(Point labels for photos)
-*-
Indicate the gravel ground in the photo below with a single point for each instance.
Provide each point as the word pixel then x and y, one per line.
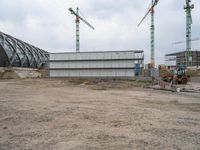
pixel 59 114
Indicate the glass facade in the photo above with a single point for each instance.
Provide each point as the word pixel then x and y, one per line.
pixel 16 53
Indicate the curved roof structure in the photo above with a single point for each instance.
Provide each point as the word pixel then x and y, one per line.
pixel 16 53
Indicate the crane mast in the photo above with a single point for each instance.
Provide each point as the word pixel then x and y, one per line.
pixel 188 8
pixel 152 29
pixel 152 37
pixel 78 18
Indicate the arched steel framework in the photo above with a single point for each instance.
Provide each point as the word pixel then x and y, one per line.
pixel 16 53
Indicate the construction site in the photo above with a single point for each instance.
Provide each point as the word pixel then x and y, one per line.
pixel 100 100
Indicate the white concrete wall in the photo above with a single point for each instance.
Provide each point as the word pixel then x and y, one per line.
pixel 93 64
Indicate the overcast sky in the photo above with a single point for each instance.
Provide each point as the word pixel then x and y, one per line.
pixel 49 25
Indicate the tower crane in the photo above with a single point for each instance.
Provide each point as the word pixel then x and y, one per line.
pixel 78 18
pixel 188 8
pixel 151 10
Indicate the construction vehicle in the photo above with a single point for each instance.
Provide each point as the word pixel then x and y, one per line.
pixel 177 76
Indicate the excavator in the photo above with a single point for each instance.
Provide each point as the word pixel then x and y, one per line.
pixel 177 76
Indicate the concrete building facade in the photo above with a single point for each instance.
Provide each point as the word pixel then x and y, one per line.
pixel 96 64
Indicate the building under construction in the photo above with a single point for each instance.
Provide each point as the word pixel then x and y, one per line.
pixel 180 58
pixel 16 53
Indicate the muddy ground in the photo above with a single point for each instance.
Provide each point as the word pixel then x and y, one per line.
pixel 59 114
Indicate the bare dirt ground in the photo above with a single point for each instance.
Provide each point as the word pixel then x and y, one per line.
pixel 59 114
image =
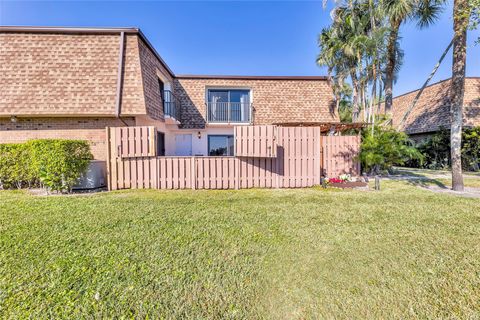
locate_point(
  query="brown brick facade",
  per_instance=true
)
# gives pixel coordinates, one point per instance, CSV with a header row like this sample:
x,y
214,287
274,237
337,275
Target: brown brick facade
x,y
274,101
432,111
90,129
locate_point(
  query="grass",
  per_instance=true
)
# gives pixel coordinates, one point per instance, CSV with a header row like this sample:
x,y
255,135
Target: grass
x,y
401,252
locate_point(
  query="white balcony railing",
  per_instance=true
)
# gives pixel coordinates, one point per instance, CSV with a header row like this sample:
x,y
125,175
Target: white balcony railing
x,y
229,112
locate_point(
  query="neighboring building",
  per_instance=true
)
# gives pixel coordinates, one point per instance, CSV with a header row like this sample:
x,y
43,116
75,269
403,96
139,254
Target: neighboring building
x,y
74,82
432,110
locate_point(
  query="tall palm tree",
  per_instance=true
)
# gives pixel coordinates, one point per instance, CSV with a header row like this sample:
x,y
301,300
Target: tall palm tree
x,y
425,12
461,15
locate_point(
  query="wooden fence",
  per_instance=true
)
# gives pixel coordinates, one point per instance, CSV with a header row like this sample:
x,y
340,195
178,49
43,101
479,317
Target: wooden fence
x,y
302,156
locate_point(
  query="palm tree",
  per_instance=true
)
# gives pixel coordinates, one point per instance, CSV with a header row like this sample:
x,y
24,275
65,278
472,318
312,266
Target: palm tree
x,y
425,12
461,15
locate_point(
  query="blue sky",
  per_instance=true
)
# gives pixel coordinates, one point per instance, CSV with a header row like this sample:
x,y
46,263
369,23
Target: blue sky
x,y
243,37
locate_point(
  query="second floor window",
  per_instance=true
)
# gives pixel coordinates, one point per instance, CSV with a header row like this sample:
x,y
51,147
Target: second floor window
x,y
228,105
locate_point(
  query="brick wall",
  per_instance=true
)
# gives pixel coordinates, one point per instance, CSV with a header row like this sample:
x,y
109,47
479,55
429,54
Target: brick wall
x,y
432,111
151,70
90,129
67,74
273,100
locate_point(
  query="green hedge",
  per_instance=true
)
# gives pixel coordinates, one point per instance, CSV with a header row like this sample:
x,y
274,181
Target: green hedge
x,y
50,163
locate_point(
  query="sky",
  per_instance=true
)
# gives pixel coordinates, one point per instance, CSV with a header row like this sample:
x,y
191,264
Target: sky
x,y
241,37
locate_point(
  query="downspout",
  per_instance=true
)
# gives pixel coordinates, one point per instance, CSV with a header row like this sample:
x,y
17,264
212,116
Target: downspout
x,y
118,96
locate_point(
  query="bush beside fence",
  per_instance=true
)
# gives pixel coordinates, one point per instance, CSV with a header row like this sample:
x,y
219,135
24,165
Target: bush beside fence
x,y
54,164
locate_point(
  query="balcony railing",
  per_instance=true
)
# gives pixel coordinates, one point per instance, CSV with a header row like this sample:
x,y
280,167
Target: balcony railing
x,y
229,112
171,105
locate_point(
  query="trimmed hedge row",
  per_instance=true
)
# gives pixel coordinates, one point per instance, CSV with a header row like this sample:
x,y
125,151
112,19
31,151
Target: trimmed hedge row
x,y
51,163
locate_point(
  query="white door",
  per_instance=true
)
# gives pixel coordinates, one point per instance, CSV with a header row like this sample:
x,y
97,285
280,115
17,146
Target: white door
x,y
183,144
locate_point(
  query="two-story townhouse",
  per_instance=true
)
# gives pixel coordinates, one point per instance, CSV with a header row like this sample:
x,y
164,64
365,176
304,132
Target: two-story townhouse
x,y
74,82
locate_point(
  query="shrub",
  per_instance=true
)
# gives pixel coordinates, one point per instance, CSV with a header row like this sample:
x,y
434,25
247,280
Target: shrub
-*-
Task requirements:
Copy the listing word for word, from its first line through the line containing "pixel 100 100", and include that line. Leave out the pictures.

Output of the task:
Indicate the gravel ground in the photo below with a single point for each instance.
Provide each point as the word pixel then x and y, one per line.
pixel 59 114
Indicate the glass facade in the photo above with a single point for each instance.
Provide each point as the word pixel then x and y, one per line.
pixel 16 53
Indicate the curved roof structure in the photo above with a single point for each instance.
Provide each point as the word pixel then x and y, one per line.
pixel 16 53
Indicate the crane mast in the photo above with a single point for each instance.
Provide each point as the word pixel then x and y, one per line.
pixel 188 8
pixel 152 29
pixel 152 37
pixel 78 18
Indicate the arched steel framework in the photo above with a single point for each instance.
Provide each point as the word pixel then x and y, one per line.
pixel 16 53
Indicate the construction site in the photo above with a single point for each instance.
Provide each point as the word pixel then x and y, one per line.
pixel 100 100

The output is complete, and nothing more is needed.